# Sony Daily Reader Review



## Keef (Feb 25, 2010)

*The Sony Daily Reader is almost what it should be*

*Pros*: Great design, looks great, and I love the size
*Cons*: In a year or two, the E Reader will offer what we really want.

First off, I am amazed how many complain about the glare on the Sony Daily Reader. You don't spend $400 on something without first trying it out. If the glare bothers you, don't buy it. Sony even has a return policy. So if you don't like it, return it and get the Nook or Kindle. Yes there is some glare, but that is only when the sun or light in a room is at a certain angle. If you just move it slightly, the glare goes away. I noticed the Nook had a glare of the shiny plastic sides as well.

For me, the Daily Reader is the sharpest looking E Reader out there. Very nice cover, nice lay out, larger screen than the Kindle so you have more words on your screen, and of course being able to read horizontal or vertical is nice. The important thing is, it is not too big either. Being able to download books right from your E Reader is a must, so I was not attracted to the older Sony E Readers. I did a close comparison to the Kindle before I purchased the Sony. Yes the Kindle does not have such glare since it does not have a touch screen. The background is more white than the grey background on the Sony. I found the grey background easier on my eyes. Before I purchased the Sony, I had a friend at work who had a Sony, and I took it outside to see if I could read from it in the sun. The answer was a clear Yes! Not only can you buy books from the Sony site, but also Google books. I really don't want my E Reader to have a browser. If I want to go on the internet, I will use my I phone or a computer. Some want a product that does everything. The problem with products like that is they do not do everything great, you drain the battery a lot more, and dedicated units always work better. The purpose to buy an E Reader is to read books, and this Sony does it very well. Since none have a backlight, you will need a small light to read in the dark.

■ **Required task 1**: In the listing, begin at the line that contains "Can you spot the illuminated" and stop after the line that contains "x=519, y=265". Reproduce only those lines, substituting "shrub" for "tree" and leaving everything else unchanged.

■ **Record excerpts**:
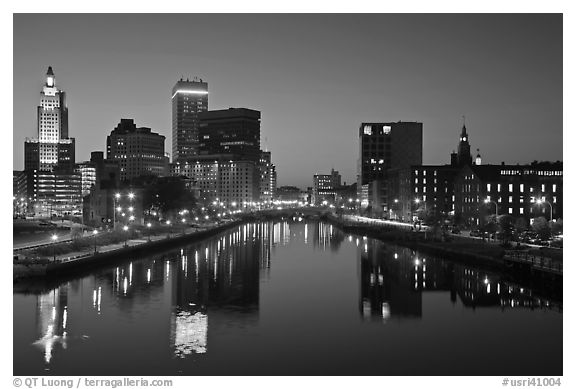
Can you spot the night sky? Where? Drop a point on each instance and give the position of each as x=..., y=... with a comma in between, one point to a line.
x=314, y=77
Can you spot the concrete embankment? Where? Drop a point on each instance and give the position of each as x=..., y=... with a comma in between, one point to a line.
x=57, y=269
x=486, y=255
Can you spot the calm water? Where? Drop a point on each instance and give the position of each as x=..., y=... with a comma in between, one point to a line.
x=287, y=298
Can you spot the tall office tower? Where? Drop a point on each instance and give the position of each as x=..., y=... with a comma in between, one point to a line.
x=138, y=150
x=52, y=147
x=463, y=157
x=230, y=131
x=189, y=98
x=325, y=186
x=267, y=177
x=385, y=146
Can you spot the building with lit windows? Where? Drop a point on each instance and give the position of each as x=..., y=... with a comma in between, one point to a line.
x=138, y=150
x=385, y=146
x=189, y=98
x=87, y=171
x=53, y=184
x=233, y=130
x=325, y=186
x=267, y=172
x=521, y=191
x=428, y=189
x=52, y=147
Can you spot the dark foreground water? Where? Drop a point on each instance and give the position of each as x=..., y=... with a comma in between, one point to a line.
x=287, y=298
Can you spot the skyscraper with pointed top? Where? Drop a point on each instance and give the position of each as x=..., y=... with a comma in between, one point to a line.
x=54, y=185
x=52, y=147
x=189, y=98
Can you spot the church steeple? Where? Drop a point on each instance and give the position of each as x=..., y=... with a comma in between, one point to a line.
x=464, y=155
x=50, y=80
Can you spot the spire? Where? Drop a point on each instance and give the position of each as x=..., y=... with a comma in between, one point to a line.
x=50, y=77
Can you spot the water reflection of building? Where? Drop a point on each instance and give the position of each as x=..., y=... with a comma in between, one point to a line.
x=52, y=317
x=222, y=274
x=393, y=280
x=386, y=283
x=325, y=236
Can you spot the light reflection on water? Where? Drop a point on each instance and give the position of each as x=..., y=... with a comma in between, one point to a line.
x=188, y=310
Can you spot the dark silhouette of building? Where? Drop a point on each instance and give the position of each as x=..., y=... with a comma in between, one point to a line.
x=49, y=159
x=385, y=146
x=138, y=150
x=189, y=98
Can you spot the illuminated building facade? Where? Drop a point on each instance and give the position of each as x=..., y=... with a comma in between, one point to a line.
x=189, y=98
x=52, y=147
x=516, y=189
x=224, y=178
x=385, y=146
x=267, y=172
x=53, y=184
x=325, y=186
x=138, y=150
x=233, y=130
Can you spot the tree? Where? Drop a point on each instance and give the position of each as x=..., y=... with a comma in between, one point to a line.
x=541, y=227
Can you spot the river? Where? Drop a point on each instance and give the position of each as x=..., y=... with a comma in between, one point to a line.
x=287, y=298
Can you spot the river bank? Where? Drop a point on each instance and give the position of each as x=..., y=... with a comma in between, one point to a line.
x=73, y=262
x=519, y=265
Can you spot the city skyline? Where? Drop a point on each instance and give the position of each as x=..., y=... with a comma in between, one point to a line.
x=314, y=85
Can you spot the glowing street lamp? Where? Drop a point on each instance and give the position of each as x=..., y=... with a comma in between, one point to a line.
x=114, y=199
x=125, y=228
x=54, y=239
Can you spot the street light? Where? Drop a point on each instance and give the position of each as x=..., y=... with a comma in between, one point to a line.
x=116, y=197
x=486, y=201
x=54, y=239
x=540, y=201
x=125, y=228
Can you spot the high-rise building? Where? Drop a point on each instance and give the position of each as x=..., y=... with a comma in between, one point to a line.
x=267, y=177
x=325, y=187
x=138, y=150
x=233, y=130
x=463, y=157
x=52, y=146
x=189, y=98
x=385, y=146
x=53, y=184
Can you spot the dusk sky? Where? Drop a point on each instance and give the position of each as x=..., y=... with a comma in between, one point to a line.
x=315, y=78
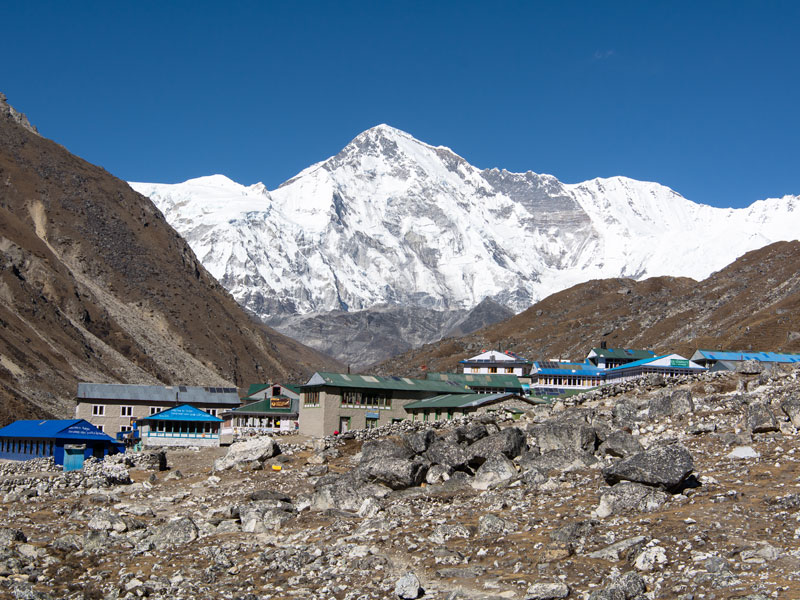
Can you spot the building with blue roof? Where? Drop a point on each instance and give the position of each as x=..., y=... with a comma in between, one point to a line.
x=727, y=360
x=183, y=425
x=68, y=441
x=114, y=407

■ **Required task 2**:
Answer these questions from the Sony Daily Reader review:
(a) What amount does the reviewer say one does not spend without first trying the device out?
(b) Which background did the reviewer find easier on the eyes?
(c) Besides the Sony site, where can books be obtained, according to the reviewer?

■ **Final result 1**:
Can you spot the illuminated building facade? Where? Drop a point on each instance and give the position of each as x=..., y=... with a comma in between, one point to a line.
x=189, y=98
x=52, y=147
x=516, y=189
x=224, y=178
x=385, y=146
x=267, y=172
x=53, y=184
x=325, y=186
x=138, y=150
x=233, y=130
Can you spot the shrub? Where? Drop a point on each instance and give the position of each as x=..., y=... with a comma in between, one point to a line.
x=541, y=227
Can you spot the river? Where? Drop a point on each instance and give the position of each as x=..., y=... with a comma in between, one point to a line.
x=287, y=298
Can you spot the river bank? Where? Drop a point on each instance and give the position of each as x=..., y=... with a comma in between, one point to a line.
x=73, y=262
x=519, y=265

■ **Final result 2**:
(a) $400
(b) The grey background on the Sony
(c) Google books